Extracted data entries:

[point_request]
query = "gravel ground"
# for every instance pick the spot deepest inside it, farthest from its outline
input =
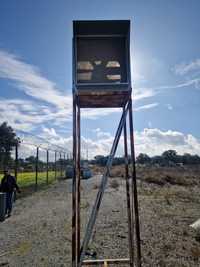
(39, 231)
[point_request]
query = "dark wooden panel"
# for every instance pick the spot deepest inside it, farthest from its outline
(103, 99)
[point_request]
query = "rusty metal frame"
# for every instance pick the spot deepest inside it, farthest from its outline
(78, 251)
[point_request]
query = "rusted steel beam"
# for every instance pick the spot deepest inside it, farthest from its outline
(47, 168)
(100, 193)
(74, 243)
(36, 168)
(78, 181)
(128, 201)
(55, 165)
(16, 161)
(134, 185)
(108, 261)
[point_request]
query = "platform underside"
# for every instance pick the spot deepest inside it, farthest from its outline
(102, 99)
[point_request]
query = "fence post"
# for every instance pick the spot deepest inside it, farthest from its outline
(47, 166)
(36, 168)
(16, 161)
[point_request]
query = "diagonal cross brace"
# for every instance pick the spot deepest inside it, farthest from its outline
(100, 193)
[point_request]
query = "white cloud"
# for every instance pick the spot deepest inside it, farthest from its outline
(148, 106)
(184, 68)
(155, 141)
(30, 80)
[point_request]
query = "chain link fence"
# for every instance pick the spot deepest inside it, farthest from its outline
(35, 162)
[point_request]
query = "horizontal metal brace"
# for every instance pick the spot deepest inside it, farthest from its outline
(103, 261)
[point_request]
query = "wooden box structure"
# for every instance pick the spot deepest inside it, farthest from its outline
(101, 78)
(101, 63)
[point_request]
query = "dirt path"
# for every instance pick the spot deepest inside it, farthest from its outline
(39, 231)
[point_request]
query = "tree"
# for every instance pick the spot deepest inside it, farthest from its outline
(8, 140)
(170, 156)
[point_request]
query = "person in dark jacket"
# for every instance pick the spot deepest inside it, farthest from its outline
(8, 185)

(Given task)
Copy every record above exactly, leaving out any pictures.

(Response for this exercise)
[point_request]
query = "gravel ground"
# for every instance pick the spot deepest inside it, farthest from its outline
input =
(39, 231)
[point_request]
query = "dark wooden panel"
# for every instance pick the spot deepest inside it, farthest from its outline
(103, 99)
[point_request]
query = "rusty metal frame"
# for every instance pick the spot deepest inside it, farthest from its outline
(78, 251)
[point_request]
query = "rusted steel beam"
# for every instance pick the spot deepest inside it, farthest from its outline
(47, 168)
(100, 193)
(74, 243)
(36, 168)
(78, 181)
(128, 201)
(55, 165)
(16, 161)
(134, 185)
(108, 261)
[point_request]
query = "platform underside"
# for every instance pick the spot deepest inside it, farthest from its outline
(102, 99)
[point_request]
query = "fence post"
# for every instance pick the spot deepest inside it, farthest from its outline
(47, 166)
(36, 168)
(16, 161)
[point_request]
query = "diagonal cross brace"
# for every instance pick the spot deepest inside it, farthest from its outline
(100, 193)
[point_request]
query = "white cloud"
# for every instance pick the spot deepest inside it, farthest from its outline
(148, 106)
(184, 68)
(155, 141)
(30, 80)
[point_request]
query = "chain link fence"
# for every instance pick the spot deepest inside it, farthest from its outline
(35, 162)
[point_request]
query = "horizontal metal brace"
# for every instance pick the spot deepest inside it, farthest from its outline
(103, 261)
[point_request]
query = "wooden box structure"
# for every instance pick the spot deepest inside it, farthest from its outline
(101, 78)
(101, 63)
[point_request]
query = "dirt path"
# for every instance pick the spot deepest inside it, farthest from its outline
(39, 231)
[point_request]
query = "tree"
# for every instance pick the spot deepest inside it, farthest from its outline
(8, 140)
(170, 156)
[point_request]
query = "person in dark jacket"
# for every instance pick the spot deepest inside it, farthest from its outline
(8, 185)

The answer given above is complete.